** Opening Records for the exercise block **
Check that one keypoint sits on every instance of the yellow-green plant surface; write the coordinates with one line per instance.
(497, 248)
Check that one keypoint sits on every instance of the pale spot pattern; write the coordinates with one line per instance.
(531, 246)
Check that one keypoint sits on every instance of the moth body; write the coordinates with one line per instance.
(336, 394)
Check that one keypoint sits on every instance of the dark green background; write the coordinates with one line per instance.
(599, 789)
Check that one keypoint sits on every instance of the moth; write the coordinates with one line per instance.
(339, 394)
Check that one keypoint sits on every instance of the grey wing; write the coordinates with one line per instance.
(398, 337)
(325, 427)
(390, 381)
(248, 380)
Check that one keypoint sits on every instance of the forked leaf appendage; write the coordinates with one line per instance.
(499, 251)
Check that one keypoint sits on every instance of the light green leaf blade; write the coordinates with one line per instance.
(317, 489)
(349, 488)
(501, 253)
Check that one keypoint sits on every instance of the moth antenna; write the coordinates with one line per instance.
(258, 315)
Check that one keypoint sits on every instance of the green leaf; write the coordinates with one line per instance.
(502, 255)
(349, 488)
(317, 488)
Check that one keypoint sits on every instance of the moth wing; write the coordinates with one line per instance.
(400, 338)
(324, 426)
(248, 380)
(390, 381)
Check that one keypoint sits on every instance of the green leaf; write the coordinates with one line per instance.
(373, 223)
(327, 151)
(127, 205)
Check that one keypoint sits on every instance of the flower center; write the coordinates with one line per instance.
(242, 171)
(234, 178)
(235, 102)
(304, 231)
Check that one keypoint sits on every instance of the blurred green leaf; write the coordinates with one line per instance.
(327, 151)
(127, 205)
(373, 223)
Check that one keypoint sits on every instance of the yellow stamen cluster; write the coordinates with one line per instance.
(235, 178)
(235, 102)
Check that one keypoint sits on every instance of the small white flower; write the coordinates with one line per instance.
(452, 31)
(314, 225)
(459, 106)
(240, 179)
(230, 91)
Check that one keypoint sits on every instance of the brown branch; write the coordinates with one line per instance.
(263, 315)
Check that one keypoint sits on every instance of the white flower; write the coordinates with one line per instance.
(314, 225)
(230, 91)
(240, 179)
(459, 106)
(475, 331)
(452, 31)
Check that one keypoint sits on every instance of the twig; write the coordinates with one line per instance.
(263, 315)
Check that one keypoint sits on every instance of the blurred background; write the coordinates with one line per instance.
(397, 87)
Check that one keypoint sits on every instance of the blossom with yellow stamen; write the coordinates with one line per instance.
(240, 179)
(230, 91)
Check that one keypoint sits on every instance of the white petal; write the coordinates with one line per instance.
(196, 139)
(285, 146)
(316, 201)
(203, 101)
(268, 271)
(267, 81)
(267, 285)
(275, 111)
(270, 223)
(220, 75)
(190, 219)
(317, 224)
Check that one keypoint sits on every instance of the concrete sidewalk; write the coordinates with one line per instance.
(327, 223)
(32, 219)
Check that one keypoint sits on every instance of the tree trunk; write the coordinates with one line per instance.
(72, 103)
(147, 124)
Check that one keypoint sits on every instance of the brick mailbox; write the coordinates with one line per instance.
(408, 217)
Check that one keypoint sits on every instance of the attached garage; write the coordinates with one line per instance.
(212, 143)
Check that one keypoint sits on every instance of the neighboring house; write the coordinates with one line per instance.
** Closing Records for the exercise block **
What to produce: Each record above must be given again exactly as written.

Answer:
Check that one keypoint sits on every instance of the yellow-green plant surface; write the coordinates with one line per instance.
(497, 248)
Check that one keypoint sits on every instance of the pale spot pattern; write the coordinates with one line per instance.
(531, 246)
Check that one keypoint sits on every instance of the moth body; write the coordinates with one line per instance.
(336, 394)
Check that one keypoint sits on every instance of the dark green background; write the coordinates with one line per instance.
(599, 789)
Check that one keypoint sits on every instance of the moth; write the coordinates with one line per instance.
(339, 394)
Check that one keypoint sits on every instance of the grey wing; write the coordinates with one line per instance.
(398, 337)
(325, 427)
(390, 381)
(248, 380)
Check that one keypoint sits on every instance of the forked leaf appendage; write the coordinates with one line per instance.
(499, 251)
Check that one keypoint sits on every instance of the light green leaf blade; write the coordinates with one line per instance.
(317, 489)
(349, 488)
(501, 253)
Check that one keypoint sits on every instance of the moth antenna; write the coordinates with one line per instance.
(258, 315)
Check that one keypoint sits on every instance of the green leaf; write the coordinates with one line per instance.
(502, 255)
(349, 488)
(317, 488)
Check that one keypoint sits on every instance of the moth wing; write the coordinates with one line per instance.
(400, 338)
(324, 426)
(248, 380)
(390, 381)
Check that one keypoint sits on every instance of the green leaf; write the coordinates with one line per instance.
(373, 223)
(327, 151)
(127, 205)
Check that one keypoint sits on every instance of the flower center; write the coordinates with one line per instance.
(242, 171)
(234, 178)
(235, 102)
(304, 231)
Check that one keypoint sits on every instance of the blurred green leaf; write the coordinates with one line per instance.
(327, 151)
(127, 205)
(373, 223)
Check that one keypoint sits on every instance of the yellow stamen cluster; write the coordinates with one line per instance.
(235, 178)
(235, 102)
Check that one keypoint sits on every instance of the small white flower; write the coordinates with one line per instance.
(452, 31)
(314, 225)
(459, 106)
(240, 179)
(230, 91)
Check that one keypoint sits on every instance of the brown branch; write the coordinates with one line per instance.
(263, 315)
Check that one keypoint sits on every instance of the white flower; write the coordinates with one line per instance.
(314, 225)
(230, 91)
(240, 179)
(459, 106)
(475, 331)
(452, 31)
Check that one keypoint sits on every instance of the twig; write the coordinates with one line per instance.
(263, 315)
Check that one keypoint sits on every instance of the blurred background; write the coordinates with one line per instance.
(397, 87)
Check that one keypoint sits on every instance of the blossom with yellow stamen; write the coordinates with one line per instance.
(240, 179)
(230, 91)
Check that one keypoint sits on every instance of the white petal; write the coordinates with one line per instance.
(196, 139)
(285, 146)
(316, 201)
(203, 101)
(268, 271)
(267, 81)
(267, 285)
(275, 111)
(270, 223)
(220, 75)
(190, 219)
(317, 224)
Check that one keypoint sits on every instance of the concrete sidewalk; write the coordinates with one line per instance.
(327, 223)
(32, 219)
Check that one keypoint sits on every instance of the tree trunk; write the coordinates with one line per instance.
(72, 103)
(147, 124)
Check that one keypoint sits on every instance of the brick mailbox; write the coordinates with one line per instance.
(408, 217)
Check that one keypoint sits on every instance of the attached garage; write the coordinates with one line per instance.
(212, 143)
Check that one keypoint sits on every instance of the neighboring house; write the coordinates with one line per instance.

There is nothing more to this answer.